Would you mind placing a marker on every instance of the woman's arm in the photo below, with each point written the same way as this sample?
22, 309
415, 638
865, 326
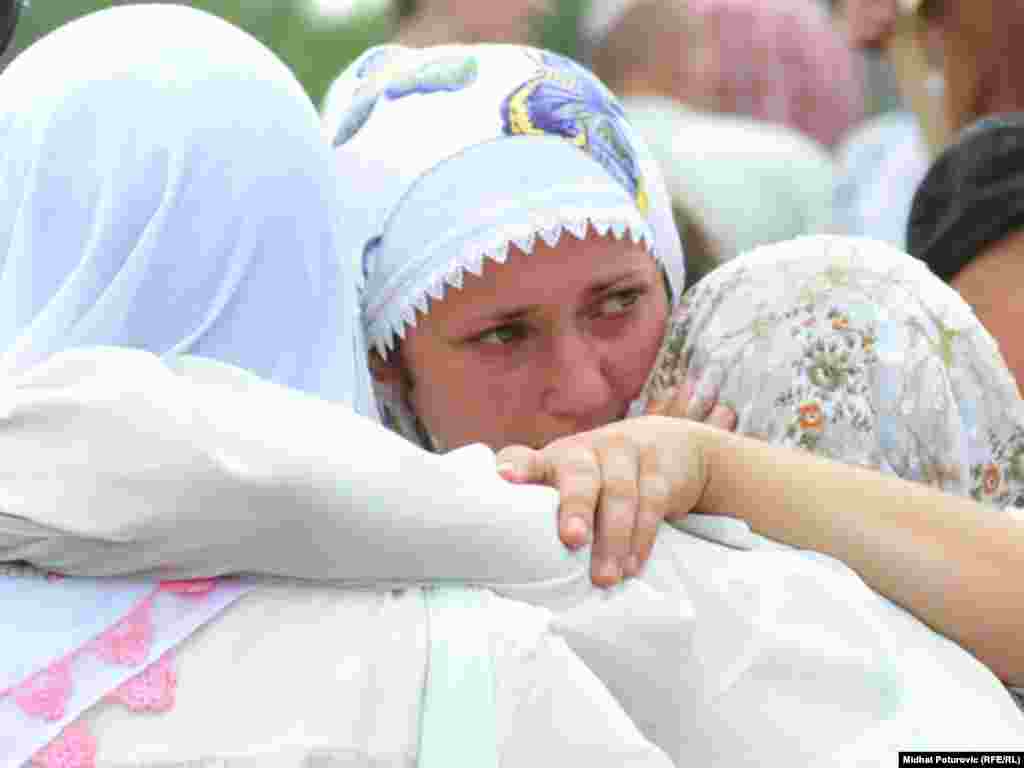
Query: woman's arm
956, 565
112, 462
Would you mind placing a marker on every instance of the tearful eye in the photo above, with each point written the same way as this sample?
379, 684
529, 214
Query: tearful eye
501, 335
619, 302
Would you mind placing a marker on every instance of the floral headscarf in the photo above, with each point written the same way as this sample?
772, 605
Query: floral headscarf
531, 145
851, 349
782, 61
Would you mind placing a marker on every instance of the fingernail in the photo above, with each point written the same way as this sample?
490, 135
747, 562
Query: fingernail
578, 528
610, 570
632, 566
508, 471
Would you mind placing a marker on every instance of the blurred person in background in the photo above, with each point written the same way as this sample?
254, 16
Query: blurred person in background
9, 11
881, 163
973, 45
783, 62
967, 224
424, 23
739, 181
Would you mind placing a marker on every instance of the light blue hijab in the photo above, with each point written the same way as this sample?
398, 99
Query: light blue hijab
164, 185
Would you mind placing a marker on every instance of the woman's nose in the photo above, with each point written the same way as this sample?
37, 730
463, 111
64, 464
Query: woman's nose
578, 384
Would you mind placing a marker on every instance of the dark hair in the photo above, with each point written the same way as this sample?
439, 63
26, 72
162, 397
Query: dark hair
972, 198
407, 8
9, 11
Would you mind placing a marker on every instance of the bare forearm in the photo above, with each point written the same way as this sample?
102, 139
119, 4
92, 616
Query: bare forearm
954, 564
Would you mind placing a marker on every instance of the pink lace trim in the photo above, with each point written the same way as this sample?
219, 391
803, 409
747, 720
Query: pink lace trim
190, 587
127, 642
151, 690
75, 748
45, 694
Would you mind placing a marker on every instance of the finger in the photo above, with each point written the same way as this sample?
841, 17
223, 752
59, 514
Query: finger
722, 417
616, 512
653, 486
705, 395
678, 399
657, 406
576, 471
521, 464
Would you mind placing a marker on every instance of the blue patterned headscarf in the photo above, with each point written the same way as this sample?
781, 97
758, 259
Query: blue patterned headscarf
452, 155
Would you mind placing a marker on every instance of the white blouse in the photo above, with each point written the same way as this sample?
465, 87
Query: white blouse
114, 462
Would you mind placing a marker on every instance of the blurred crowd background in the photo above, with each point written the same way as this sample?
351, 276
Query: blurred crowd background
316, 38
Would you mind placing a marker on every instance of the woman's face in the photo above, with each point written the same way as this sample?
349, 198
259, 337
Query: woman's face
548, 344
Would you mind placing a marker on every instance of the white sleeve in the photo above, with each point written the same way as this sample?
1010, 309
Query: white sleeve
552, 708
114, 462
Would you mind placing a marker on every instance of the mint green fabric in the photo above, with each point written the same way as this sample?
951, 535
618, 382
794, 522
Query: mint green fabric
750, 183
458, 722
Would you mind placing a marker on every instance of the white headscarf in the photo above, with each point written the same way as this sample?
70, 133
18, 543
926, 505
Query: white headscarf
454, 154
165, 186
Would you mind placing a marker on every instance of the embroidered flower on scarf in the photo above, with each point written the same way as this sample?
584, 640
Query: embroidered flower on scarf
386, 79
991, 478
811, 416
564, 99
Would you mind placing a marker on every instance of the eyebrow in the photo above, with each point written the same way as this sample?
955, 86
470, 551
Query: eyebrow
594, 289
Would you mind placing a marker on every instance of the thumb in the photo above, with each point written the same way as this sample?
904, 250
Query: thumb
521, 464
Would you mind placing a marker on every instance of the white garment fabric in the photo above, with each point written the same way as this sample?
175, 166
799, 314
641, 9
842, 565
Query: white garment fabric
350, 693
164, 193
749, 182
795, 648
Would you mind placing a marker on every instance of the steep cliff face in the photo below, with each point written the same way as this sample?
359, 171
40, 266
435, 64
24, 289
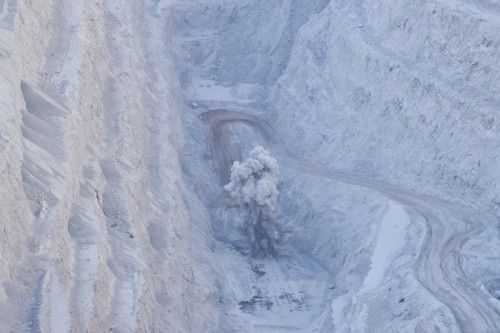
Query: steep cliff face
95, 232
120, 121
401, 91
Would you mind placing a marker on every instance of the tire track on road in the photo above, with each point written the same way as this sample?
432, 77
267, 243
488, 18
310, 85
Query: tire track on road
438, 265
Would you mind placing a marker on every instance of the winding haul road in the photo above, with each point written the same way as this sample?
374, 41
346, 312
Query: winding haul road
448, 225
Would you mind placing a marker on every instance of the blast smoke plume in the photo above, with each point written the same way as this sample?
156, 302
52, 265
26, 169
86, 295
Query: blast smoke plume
254, 187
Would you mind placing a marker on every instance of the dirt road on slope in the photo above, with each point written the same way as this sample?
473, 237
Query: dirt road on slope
448, 225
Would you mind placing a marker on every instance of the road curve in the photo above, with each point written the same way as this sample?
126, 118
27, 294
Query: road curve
437, 267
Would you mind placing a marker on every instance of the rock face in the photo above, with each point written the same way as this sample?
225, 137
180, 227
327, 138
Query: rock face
95, 234
120, 121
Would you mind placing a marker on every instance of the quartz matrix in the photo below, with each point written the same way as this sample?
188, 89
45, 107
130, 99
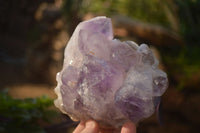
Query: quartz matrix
107, 80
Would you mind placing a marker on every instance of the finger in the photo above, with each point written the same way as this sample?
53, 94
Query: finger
91, 127
80, 127
128, 127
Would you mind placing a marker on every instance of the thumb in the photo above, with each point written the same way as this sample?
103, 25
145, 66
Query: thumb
128, 127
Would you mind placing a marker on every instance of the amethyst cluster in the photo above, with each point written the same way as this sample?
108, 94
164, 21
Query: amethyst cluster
107, 80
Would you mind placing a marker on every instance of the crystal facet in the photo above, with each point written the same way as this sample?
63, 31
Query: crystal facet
108, 80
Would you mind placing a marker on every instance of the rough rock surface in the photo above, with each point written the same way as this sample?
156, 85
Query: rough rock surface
108, 80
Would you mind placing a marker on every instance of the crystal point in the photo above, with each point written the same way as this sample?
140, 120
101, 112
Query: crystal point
108, 80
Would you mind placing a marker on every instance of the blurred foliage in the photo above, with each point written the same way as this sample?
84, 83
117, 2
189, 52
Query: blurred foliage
183, 62
151, 11
189, 16
23, 116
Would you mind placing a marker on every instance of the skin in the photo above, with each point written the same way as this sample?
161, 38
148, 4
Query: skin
91, 126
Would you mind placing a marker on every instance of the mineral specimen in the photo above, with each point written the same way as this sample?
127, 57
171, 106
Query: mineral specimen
107, 80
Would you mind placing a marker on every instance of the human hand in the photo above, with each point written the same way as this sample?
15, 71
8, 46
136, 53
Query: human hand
91, 126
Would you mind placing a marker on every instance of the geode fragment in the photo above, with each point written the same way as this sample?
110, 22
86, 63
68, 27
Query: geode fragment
107, 80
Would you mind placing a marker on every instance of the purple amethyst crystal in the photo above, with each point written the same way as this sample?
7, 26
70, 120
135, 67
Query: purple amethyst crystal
108, 80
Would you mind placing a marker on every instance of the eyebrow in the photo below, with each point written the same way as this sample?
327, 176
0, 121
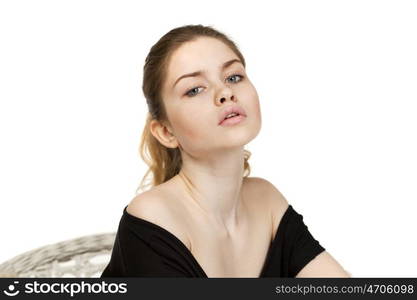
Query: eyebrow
198, 73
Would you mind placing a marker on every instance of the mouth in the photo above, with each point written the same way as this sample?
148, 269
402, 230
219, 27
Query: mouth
232, 119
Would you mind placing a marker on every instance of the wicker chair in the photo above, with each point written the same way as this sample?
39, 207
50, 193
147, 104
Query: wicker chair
81, 257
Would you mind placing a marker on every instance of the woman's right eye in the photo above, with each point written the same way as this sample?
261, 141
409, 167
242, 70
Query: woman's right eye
191, 92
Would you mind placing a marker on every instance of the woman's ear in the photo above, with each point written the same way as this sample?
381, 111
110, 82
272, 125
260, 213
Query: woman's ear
163, 133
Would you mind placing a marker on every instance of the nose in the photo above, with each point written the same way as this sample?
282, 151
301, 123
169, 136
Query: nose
225, 94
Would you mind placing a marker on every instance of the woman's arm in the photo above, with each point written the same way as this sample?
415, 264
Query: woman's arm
323, 265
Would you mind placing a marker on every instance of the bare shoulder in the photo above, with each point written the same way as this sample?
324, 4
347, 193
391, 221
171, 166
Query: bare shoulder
275, 201
156, 207
323, 265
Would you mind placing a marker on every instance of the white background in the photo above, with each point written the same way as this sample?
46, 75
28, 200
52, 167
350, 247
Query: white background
337, 85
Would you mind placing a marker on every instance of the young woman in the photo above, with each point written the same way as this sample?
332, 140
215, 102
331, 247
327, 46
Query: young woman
203, 215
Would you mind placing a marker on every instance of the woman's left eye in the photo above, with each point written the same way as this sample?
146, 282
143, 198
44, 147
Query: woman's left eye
236, 76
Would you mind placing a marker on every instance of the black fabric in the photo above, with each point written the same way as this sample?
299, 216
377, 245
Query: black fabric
144, 249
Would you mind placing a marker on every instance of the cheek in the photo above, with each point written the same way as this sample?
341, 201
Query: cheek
190, 127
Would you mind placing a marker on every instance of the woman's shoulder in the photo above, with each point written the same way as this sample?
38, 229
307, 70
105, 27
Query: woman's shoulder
274, 200
152, 206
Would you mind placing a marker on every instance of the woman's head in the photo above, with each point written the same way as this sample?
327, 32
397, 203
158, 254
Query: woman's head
185, 111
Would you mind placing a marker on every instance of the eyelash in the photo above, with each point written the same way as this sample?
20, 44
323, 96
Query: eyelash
188, 92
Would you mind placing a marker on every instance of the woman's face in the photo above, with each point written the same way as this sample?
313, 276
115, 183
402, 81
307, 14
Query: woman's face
193, 103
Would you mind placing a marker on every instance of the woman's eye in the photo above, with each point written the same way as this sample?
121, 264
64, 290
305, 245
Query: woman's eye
236, 76
192, 92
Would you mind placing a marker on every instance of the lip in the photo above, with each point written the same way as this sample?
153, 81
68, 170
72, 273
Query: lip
231, 109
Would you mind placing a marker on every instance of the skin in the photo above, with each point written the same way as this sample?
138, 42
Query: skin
212, 171
211, 178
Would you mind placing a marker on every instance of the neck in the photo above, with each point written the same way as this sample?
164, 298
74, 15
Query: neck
213, 185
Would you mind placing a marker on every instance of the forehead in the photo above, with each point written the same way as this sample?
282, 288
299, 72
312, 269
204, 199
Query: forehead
199, 54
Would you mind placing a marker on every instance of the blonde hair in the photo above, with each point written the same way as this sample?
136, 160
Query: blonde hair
164, 163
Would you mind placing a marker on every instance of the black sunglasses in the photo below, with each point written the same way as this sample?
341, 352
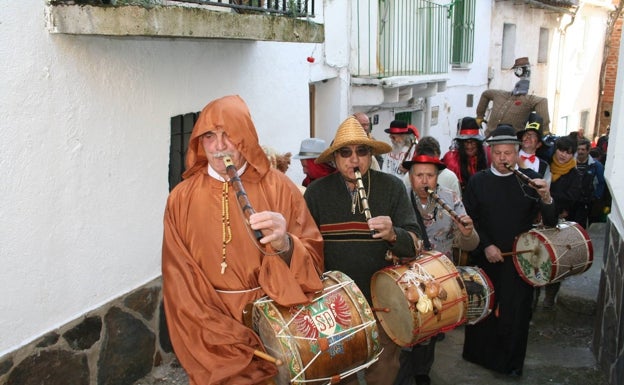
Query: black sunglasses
346, 152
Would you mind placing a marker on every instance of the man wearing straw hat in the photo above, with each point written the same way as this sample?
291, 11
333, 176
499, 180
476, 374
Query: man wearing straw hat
502, 207
357, 232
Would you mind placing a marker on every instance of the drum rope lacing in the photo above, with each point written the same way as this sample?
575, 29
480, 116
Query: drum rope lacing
282, 333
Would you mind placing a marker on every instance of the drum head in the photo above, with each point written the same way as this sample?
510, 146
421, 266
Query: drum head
534, 263
392, 307
548, 255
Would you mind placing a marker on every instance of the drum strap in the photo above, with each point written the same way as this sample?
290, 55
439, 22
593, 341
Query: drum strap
426, 242
237, 291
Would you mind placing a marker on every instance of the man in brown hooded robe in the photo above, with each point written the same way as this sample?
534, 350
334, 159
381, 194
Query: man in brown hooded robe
212, 264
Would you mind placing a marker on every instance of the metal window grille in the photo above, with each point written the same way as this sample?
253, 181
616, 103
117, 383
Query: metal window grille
463, 31
401, 37
181, 129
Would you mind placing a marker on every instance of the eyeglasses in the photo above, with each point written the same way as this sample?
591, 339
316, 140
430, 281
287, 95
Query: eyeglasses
346, 152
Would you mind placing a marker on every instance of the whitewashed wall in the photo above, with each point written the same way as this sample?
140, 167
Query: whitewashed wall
84, 147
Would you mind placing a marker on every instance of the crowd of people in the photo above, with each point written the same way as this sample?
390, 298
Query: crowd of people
237, 231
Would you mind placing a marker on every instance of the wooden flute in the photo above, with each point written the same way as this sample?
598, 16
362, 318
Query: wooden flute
362, 193
241, 195
522, 176
444, 205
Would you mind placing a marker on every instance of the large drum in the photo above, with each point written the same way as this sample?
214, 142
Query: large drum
547, 255
414, 302
331, 338
479, 293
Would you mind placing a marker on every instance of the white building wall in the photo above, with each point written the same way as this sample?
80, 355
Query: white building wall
574, 75
570, 78
84, 148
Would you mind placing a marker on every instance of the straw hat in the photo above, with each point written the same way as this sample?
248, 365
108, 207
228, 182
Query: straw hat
349, 133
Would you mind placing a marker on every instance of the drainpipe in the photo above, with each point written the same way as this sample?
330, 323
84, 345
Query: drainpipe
560, 56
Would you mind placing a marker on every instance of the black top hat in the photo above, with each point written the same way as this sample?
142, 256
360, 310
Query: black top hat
398, 127
469, 129
503, 134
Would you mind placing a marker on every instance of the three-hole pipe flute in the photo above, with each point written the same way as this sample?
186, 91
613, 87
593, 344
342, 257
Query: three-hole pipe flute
362, 194
522, 176
241, 195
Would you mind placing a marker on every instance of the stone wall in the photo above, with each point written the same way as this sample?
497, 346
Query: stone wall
608, 342
116, 344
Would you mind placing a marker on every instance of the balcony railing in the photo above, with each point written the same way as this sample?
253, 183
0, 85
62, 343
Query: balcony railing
401, 38
293, 8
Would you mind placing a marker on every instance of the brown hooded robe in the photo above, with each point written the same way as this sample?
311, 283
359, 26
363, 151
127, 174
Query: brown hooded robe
205, 323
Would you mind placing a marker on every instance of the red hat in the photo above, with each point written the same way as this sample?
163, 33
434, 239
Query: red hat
424, 159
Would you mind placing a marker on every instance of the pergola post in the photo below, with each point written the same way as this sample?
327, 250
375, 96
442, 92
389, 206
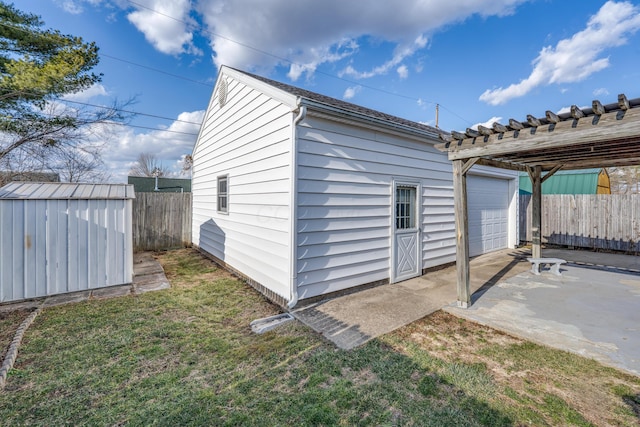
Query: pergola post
462, 230
536, 212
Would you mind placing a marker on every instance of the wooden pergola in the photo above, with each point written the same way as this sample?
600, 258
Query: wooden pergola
600, 136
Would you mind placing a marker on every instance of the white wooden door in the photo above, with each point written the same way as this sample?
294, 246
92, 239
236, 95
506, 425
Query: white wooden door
406, 239
488, 200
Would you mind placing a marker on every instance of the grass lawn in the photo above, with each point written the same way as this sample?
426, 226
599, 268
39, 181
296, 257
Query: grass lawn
186, 356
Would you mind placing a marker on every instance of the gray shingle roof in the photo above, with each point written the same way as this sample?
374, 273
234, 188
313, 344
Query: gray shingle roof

-- -- --

◆ EXERCISE TASK ◆
Leave the pictures out. Extract exactly the lines running from the one with "of the stone" through the last entry, both ends included.

◆ FINISHED EXERCISE ◆
Would you mind placing a marker on every instance of the stone wall in the photo above, with each point written the same way as this sample?
497, 346
Query: stone wall
608, 342
116, 344
Would you mind placing a marker on every instance of the balcony railing in the photo above, with each point written the same way as this sample?
253, 183
0, 85
62, 343
Query: balcony railing
401, 38
293, 8
Would you mind placing a marker on every instance of the brown hooded robe in the photo above, with each point written the same way as this sample?
311, 283
359, 26
363, 151
127, 174
Query: brown hooded robe
205, 323
Would you mind placing a marker on every instance of the red hat in the photo above, with each point written the same way as this sample?
163, 33
434, 239
Query: red hat
424, 159
Would you mind placing a marker on every instance of the pergola post in the photo below, with each point written the same way as this sample?
327, 250
375, 96
442, 92
389, 206
Query: pergola post
462, 230
536, 212
Would you mind placing a marker on every instance of the wooden pergola in the photo above, with each point written the same way as this sample?
600, 258
Query: wooden pergola
600, 136
Would you mind placing a marker on every instance of the white wooden door in the photo above, with each point written the same way as this sample?
294, 246
92, 239
236, 95
506, 425
Query: white wooden door
406, 239
488, 200
Would you mind placing a marker on every instance of the grass lawn in the photo above, with each point written the same way as this sample?
426, 226
599, 268
39, 181
296, 257
Query: grass lawn
186, 356
Would you mind placing a marker on every instance of the gray shingle roof in the photo above, with each point written the same way as this sample?
374, 273
234, 188
313, 344
Query: gray shingle roof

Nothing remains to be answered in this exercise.